EXERCISE REQUIREMENTS — Reproduce the items word for word, starting at the line containing "of the riverbank." and continuing through the last line of the items. Leave the pictures out of your copy.

(Location identification entries)
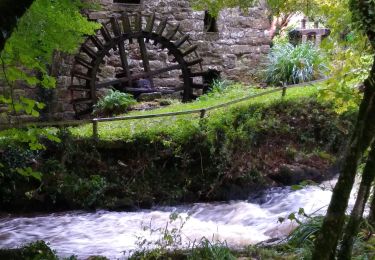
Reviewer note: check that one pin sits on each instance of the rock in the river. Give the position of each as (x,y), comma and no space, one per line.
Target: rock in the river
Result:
(149,96)
(295,174)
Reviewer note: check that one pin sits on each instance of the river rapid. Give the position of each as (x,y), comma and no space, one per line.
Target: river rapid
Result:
(115,234)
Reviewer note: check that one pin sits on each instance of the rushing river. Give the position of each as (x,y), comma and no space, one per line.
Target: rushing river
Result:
(110,234)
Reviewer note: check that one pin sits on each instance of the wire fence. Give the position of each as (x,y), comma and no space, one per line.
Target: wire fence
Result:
(202,112)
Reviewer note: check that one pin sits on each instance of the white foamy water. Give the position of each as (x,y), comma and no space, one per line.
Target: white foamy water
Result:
(239,223)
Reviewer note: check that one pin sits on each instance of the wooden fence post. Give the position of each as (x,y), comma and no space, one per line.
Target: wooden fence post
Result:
(203,113)
(95,133)
(284,90)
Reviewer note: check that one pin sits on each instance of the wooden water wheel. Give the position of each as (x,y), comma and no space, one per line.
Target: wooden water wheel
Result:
(134,35)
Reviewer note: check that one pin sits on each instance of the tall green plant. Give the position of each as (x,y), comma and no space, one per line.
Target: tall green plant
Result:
(294,64)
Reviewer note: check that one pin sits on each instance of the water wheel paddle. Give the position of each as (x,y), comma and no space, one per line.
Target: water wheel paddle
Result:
(120,36)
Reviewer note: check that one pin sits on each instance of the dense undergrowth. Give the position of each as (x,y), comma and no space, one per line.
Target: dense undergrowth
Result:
(261,142)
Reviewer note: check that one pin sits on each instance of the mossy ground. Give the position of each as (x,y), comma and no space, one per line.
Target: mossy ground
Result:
(226,155)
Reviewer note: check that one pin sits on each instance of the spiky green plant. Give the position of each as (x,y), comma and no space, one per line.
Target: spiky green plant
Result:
(115,102)
(294,64)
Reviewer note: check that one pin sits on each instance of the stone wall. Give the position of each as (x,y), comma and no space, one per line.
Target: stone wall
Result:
(239,49)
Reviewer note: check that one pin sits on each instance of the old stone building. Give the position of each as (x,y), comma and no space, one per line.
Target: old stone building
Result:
(235,43)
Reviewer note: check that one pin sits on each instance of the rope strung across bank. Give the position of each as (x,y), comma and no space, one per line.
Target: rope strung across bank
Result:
(202,111)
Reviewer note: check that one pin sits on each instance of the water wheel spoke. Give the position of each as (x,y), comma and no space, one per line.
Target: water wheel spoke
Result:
(191,49)
(145,60)
(83,62)
(105,33)
(137,76)
(172,32)
(181,41)
(78,88)
(87,50)
(150,23)
(126,26)
(98,44)
(122,52)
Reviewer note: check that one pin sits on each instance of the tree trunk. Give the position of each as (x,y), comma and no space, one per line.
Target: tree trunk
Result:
(326,242)
(11,11)
(352,227)
(371,217)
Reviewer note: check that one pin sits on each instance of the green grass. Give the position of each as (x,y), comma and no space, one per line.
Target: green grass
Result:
(179,128)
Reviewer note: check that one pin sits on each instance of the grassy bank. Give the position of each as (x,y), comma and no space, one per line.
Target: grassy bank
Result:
(298,245)
(246,147)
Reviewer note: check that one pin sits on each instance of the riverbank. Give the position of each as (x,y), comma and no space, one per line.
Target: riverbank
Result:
(230,154)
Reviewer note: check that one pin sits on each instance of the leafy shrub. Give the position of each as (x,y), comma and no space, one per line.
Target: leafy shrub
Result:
(115,102)
(294,64)
(211,250)
(37,250)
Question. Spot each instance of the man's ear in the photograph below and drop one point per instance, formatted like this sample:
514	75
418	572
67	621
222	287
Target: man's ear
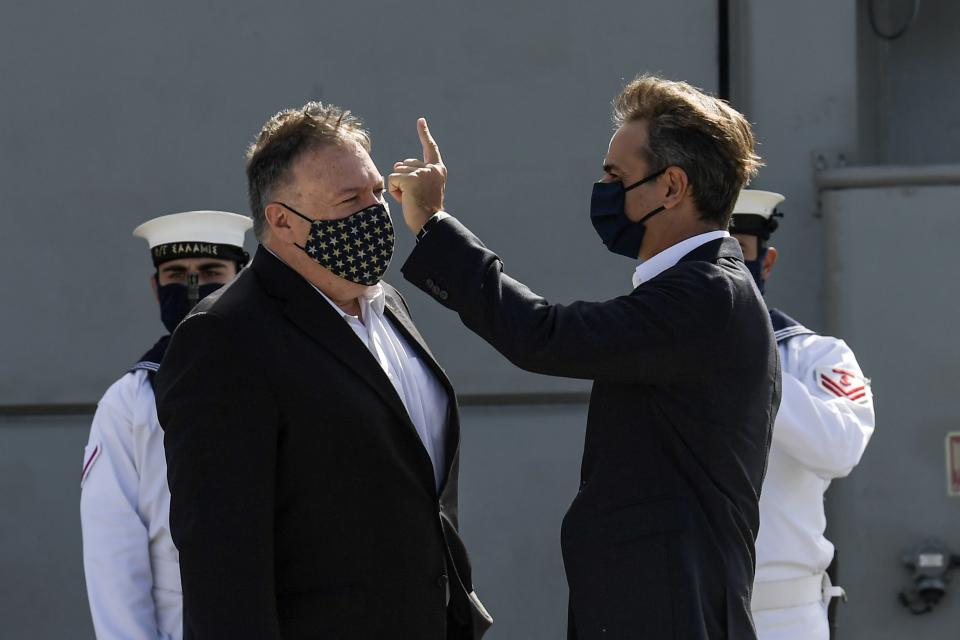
768	261
677	184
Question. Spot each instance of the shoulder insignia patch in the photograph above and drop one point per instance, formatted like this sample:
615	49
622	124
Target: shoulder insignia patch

SOLUTION TO THIS EXERCISE —
Reviewer note: check that one pin sits on each instance of the riverbank. Give the position of each as (x,y), comma and no space, one per line.
Target: riverbank
Result:
(230,154)
Reviewer note: check that one pin sits on each instance of the leafy shrub. Give the position of each as (x,y), comma and no space, one per line.
Target: leafy shrub
Result:
(115,102)
(294,64)
(211,250)
(37,250)
Question. Spot each instance of the man's ear in the photograph below and drop one point per instance, formatted like this sample:
514	75
418	572
67	621
222	287
Target: man's ear
768	261
677	184
Question. Spot each instance of the shoulder insignia patch in the photograph above and drop one point per instance, formatted like this sample:
615	49
622	124
Target: shoulder insignia patch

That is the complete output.